** Begin SOURCE EXTRACT **

# Dead Radial Arm Saw - Repair, Scrap, or Replace?



## summerfi (Oct 12, 2013)

I've used a radial arm saw all my life, and find it indispensable for making crosscuts when cutting stock to length. I don't really use it for anything else. My current saw, an older Craftsman, has a motor problem. When the switch is turned on, the motor hums but doesn't spin. Usually if I spin the shaft by hand (with blade off of course) I can get it to start, but it is slow to get up to speed. I've taken the cover off, blown out the dust, and cleaned the contacts on what looks to be a relay switch of some sort. Sometimes it starts, sometimes not, but it is always slow to get going when it does start. I think the problem is in a capacitor, relay, or switch somewhere in the motor, but I don't know how to fix it myself.

So I'm considering my options. Option 1: Take the motor out and take it to a motor shop. My guess is they won't be able to fix it due to unavailability of parts for this older saw. Option 2: Look for another used RAS. Option 3: Scrap the RAS and buy a sliding miter saw for making crosscuts.

I've never used a sliding miter saw and I'm not sure how I would like it. I do like a RAS and hate to give it up. So I have two questions. 1. Does anyone have any tips for fixing this motor? 2. If the motor can't be fixed, would you go with another RAS or a miter saw, and why?


----------



## donwilwol (May 16, 2011)

I won't be much help with the motor, but would never be without my RAS. If all you really do is cross cut a sliding miter may be ok for you. I do a lot a dado work with the RAS. Yes I know there are other ways, but not for me.

Plus its possible to rip with a RAS should the need arise. try that trick with a sliding miter.

I used have some accessories for my RAS. I had a drum sander off the back side. I don't use it any more, but again, its possible should the need ever arise again.


----------



## Loren (May 30, 2008)

Sounds like a failing capacitor. It's in there somewhere where you
should be able to get at it. Simple repair. A motor shop will
do it for you of course, but at more expense and hassle than
doing it yourself since you'll have to take the saw apart.

If you can get the capacitor out, a motor shop can test it
for you and sell you a similar one if it's bad. They certainly
can last a long time but they all give out eventually.


----------



## Smitty_Cabinetshop (Mar 26, 2011)

** End SOURCE EXTRACT **
** Begin DATA LINES **

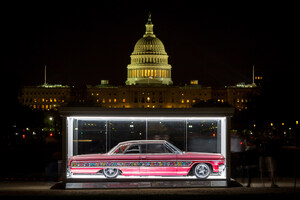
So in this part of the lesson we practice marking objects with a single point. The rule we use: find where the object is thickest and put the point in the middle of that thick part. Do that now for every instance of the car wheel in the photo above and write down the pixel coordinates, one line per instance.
(202, 171)
(110, 172)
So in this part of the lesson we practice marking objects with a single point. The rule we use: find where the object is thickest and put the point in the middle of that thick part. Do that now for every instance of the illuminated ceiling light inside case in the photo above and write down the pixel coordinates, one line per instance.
(104, 118)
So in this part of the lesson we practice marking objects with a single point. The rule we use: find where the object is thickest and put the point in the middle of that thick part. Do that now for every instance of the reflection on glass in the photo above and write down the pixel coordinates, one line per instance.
(99, 136)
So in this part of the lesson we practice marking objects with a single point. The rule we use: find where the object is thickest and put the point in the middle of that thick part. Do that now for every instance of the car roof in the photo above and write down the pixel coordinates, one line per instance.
(143, 141)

** End DATA LINES **

EXERCISE INSTRUCTIONS:
A: Repeat the saw thread between "I've used a" and "fix it myself.", inclusive.
B: Express the rows, from the line containing "of the illuminated" through the final row, as a numbered list, leaving out any blank lines.
The saw thread and the rows share no connection.

RESPONSES BY TASK:
A:
I've used a radial arm saw all my life, and find it indispensable for making crosscuts when cutting stock to length. I don't really use it for anything else. My current saw, an older Craftsman, has a motor problem. When the switch is turned on, the motor hums but doesn't spin. Usually if I spin the shaft by hand (with blade off of course) I can get it to start, but it is slow to get up to speed. I've taken the cover off, blown out the dust, and cleaned the contacts on what looks to be a relay switch of some sort. Sometimes it starts, sometimes not, but it is always slow to get going when it does start. I think the problem is in a capacitor, relay, or switch somewhere in the motor, but I don't know how to fix it myself.

B:
1. So in this part of the lesson we practice marking objects with a single point. The rule we use: find where the object is thickest and put the point in the middle of that thick part. Do that now for every instance of the illuminated ceiling light inside case in the photo above and write down the pixel coordinates, one line per instance.
2. (104, 118)
3. So in this part of the lesson we practice marking objects with a single point. The rule we use: find where the object is thickest and put the point in the middle of that thick part. Do that now for every instance of the reflection on glass in the photo above and write down the pixel coordinates, one line per instance.
4. (99, 136)
5. So in this part of the lesson we practice marking objects with a single point. The rule we use: find where the object is thickest and put the point in the middle of that thick part. Do that now for every instance of the car roof in the photo above and write down the pixel coordinates, one line per instance.
6. (143, 141)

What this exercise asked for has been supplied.